*** Opening of Source extract ***
First and Second Moments and Fractional Anisotropy of General von Mises-Fisher and Peanut Distributions
Alexandra Shyntar, Thomas Hillen
TL;DR
This work tackles the challenge of obtaining closed-form first and second moments for $n$-dimensional spherical distributions, specifically unimodal and bimodal von Mises–Fisher and the peanut distribution. By employing a divergence-theorem-based calculation on the unit ball, the authors derive explicit expressions for $\mathsf{E}[q]$ and $\mathsf{Var}[q]$ in arbitrary dimensions, and translate these into diffusion tensors $\mathbb{D}$ with clear eigenstructure. A key finding is that the peanut distribution yields bounded anisotropy ($R\le 3$ and $\text{FA}$ bounds), while the von Mises–Fisher distribution can realize the full range of anisotropy, making it more suitable for modeling directional diffusion. The explicit formulas enable faster simulations and PDE-based transport modeling in high dimensions and can extend to mixtures of von Mises–Fisher distributions, offering practical benefits for applications in biology and related fields.
*** Close of Source extract ***
Exercise tasks –
[1] In the summary of the paper on moments of spherical distributions, what calculation do the authors use to derive their expressions?
[2] Decide whether each statement agrees with the summary of the paper on moments of spherical distributions. Answer yes or no for each, and quote the words of the summary that decide it.
(a) The peanut distribution can realize the full range of anisotropy.
(b) The explicit expressions are derived in arbitrary dimensions.
(c) The explicit formulas can extend to mixtures of von Mises–Fisher distributions.
[3] Carry the summary of the paper on moments of spherical distributions forward from its last sentence.
*** Opening of Given information ***
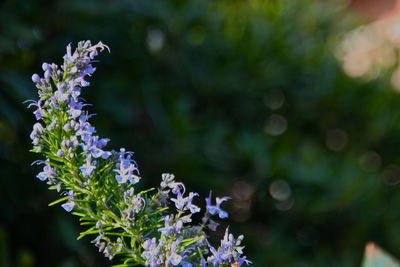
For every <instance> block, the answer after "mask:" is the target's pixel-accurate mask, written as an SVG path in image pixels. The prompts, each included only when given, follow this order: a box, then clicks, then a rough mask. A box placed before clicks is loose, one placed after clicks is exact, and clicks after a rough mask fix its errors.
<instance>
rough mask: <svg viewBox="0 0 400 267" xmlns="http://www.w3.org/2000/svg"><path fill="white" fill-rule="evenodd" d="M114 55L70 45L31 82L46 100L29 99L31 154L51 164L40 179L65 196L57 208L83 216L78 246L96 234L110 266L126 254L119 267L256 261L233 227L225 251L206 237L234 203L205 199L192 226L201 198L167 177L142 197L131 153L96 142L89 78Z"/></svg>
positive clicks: (162, 177)
mask: <svg viewBox="0 0 400 267" xmlns="http://www.w3.org/2000/svg"><path fill="white" fill-rule="evenodd" d="M104 49H107V50H109V48H108V47H107V46H106V45H104V44H103V43H102V42H99V43H98V44H96V45H92V44H91V42H90V41H81V42H79V43H78V46H77V48H76V50H75V51H74V52H72V50H71V45H68V46H67V53H66V54H65V56H64V63H63V65H62V66H61V67H59V66H57V65H56V64H48V63H43V65H42V68H43V71H44V75H43V77H40V76H39V75H38V74H34V75H32V81H33V82H34V83H35V84H36V87H37V88H38V93H39V100H37V101H34V100H28V101H29V102H30V104H29V107H35V110H34V112H33V114H34V115H35V117H36V120H38V121H40V122H37V123H35V124H34V126H33V131H32V133H31V135H30V137H31V139H32V143H33V145H34V147H33V149H32V150H31V151H33V152H36V153H40V154H41V155H43V156H44V157H45V160H38V161H35V162H34V164H39V165H43V170H42V171H41V172H40V173H39V174H38V175H37V178H39V179H40V180H41V181H46V182H47V184H49V186H50V187H49V188H50V189H52V190H57V192H61V198H59V199H57V200H56V201H54V202H52V203H50V206H51V205H55V204H59V203H63V204H62V205H61V206H62V207H63V208H64V209H65V210H66V211H67V212H71V213H72V214H74V215H76V216H78V217H79V220H80V223H81V225H83V226H85V227H87V229H86V230H85V231H84V232H82V233H81V234H80V235H79V237H78V239H80V238H82V237H84V236H86V235H94V236H95V238H94V240H93V241H92V243H94V244H95V246H96V247H98V249H99V252H102V253H104V255H105V256H106V257H108V258H109V259H110V260H111V259H113V258H114V257H115V256H116V255H121V258H122V261H123V264H121V265H118V266H133V265H145V266H178V265H179V266H240V265H242V264H243V263H246V264H250V263H251V262H250V261H248V260H247V259H246V256H243V255H242V254H243V251H242V249H243V246H241V242H242V240H243V236H242V235H241V236H239V237H238V238H234V236H233V235H232V234H230V233H229V232H228V228H226V231H225V235H224V237H223V239H222V240H221V244H220V246H219V247H218V248H214V247H213V246H212V245H211V244H210V243H209V242H208V240H207V236H206V232H205V231H206V230H207V229H210V230H212V231H215V230H216V228H217V227H218V223H217V222H216V221H214V220H213V219H212V217H213V216H218V217H219V218H220V219H224V218H227V217H228V213H227V212H226V211H224V210H223V209H222V208H221V204H222V203H223V202H224V201H226V200H228V199H229V197H223V198H218V197H217V198H216V202H215V204H213V201H212V195H211V192H210V195H209V197H208V198H206V211H205V213H204V216H203V217H202V219H201V223H200V224H199V225H191V224H190V223H191V222H192V218H191V217H192V215H193V214H195V213H198V212H200V208H199V207H198V206H196V205H195V204H193V203H192V202H193V198H194V197H196V196H198V194H197V193H194V192H189V193H188V194H186V188H185V186H184V184H183V183H181V182H177V181H175V177H174V175H173V174H162V176H161V183H160V186H159V187H158V188H150V189H147V190H144V191H140V192H136V190H135V186H134V185H135V184H137V183H138V182H139V181H140V179H141V176H140V173H139V170H138V166H137V163H136V162H135V161H134V160H133V158H132V155H133V153H132V152H129V151H126V150H125V149H124V148H121V149H120V150H119V151H113V150H106V149H105V147H106V145H107V143H108V142H109V141H110V140H109V139H107V138H100V137H99V136H98V135H96V130H95V128H94V127H93V126H92V125H91V124H90V122H89V118H90V117H91V114H89V113H88V111H86V110H85V109H84V107H85V106H86V105H87V104H84V102H83V99H82V98H81V97H80V93H81V88H83V87H86V86H88V85H89V82H88V81H86V80H85V78H86V76H90V75H91V74H93V73H94V71H95V70H96V68H94V67H93V66H92V63H93V62H95V61H94V58H95V57H96V56H97V54H98V52H99V51H100V52H101V51H103V50H104Z"/></svg>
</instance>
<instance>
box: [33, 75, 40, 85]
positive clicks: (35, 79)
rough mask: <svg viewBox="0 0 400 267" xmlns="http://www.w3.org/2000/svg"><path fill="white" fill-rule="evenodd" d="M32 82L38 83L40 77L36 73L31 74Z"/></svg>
mask: <svg viewBox="0 0 400 267" xmlns="http://www.w3.org/2000/svg"><path fill="white" fill-rule="evenodd" d="M32 82H34V83H40V77H39V75H37V74H36V73H35V74H33V75H32Z"/></svg>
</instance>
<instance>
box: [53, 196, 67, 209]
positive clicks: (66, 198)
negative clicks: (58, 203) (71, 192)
mask: <svg viewBox="0 0 400 267" xmlns="http://www.w3.org/2000/svg"><path fill="white" fill-rule="evenodd" d="M68 198H69V196H65V197H62V198H60V199H57V200H56V201H53V202H51V203H50V204H49V207H51V206H54V205H56V204H58V203H60V202H63V201H65V200H67V199H68Z"/></svg>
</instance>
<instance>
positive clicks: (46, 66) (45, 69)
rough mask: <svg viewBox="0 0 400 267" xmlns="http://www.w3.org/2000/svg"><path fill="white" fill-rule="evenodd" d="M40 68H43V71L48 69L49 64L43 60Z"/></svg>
mask: <svg viewBox="0 0 400 267" xmlns="http://www.w3.org/2000/svg"><path fill="white" fill-rule="evenodd" d="M42 69H43V71H47V70H49V69H50V66H49V64H47V63H46V62H44V63H43V64H42Z"/></svg>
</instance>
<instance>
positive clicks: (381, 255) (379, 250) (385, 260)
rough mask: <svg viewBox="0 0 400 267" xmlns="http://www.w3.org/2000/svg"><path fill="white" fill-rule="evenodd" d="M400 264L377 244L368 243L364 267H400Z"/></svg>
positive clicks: (363, 266) (366, 245)
mask: <svg viewBox="0 0 400 267" xmlns="http://www.w3.org/2000/svg"><path fill="white" fill-rule="evenodd" d="M399 266H400V264H399V263H398V262H397V260H396V259H394V258H393V257H392V256H391V255H390V254H388V253H387V252H386V251H384V250H382V249H381V248H380V247H378V246H377V245H376V244H375V243H372V242H370V243H368V244H367V245H366V247H365V253H364V258H363V262H362V267H399Z"/></svg>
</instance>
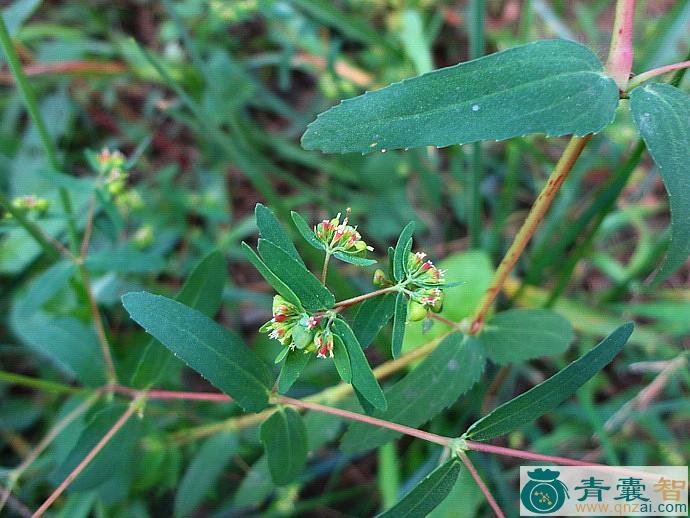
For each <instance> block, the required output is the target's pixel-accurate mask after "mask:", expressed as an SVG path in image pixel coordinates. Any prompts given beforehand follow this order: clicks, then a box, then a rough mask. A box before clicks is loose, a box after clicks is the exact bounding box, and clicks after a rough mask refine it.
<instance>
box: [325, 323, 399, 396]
*** Close of Given information ***
Numbered answers –
[1] A divergence-theorem-based calculation on the unit ball.

[2]
(a) No: "the peanut distribution yields bounded anisotropy", "while the von Mises–Fisher distribution can realize the full range of anisotropy"
(b) Yes: "in arbitrary dimensions"
(c) Yes: "can extend to mixtures of von Mises–Fisher distributions"

[3]
Abstract
Spherical distributions, in particular, the von Mises-Fisher distribution, are often used for problems using or modelling directional data. Since expectation and variance-covariance matrices follow from the first and second moments of the spherical distribution, the moments often need to be approximated numerically by computing trigonometric integrals. Here, we derive the explicit forms of the first and second moments for an n-dimensional von Mises-Fisher and peanut distributions by making use of the divergence theorem in the calculations. The derived formulas can be easily used in simulations, significantly decreasing the computation time. Moreover, we compute the fractional anisotropy formulas for the diffusion tensors derived from the bimodal von Mises-Fisher and peanut distributions, and show that the peanut distribution is limited in the amount of anisotropy it permits, making the von Mises-Fisher distribution a better choice when modelling anisotropy.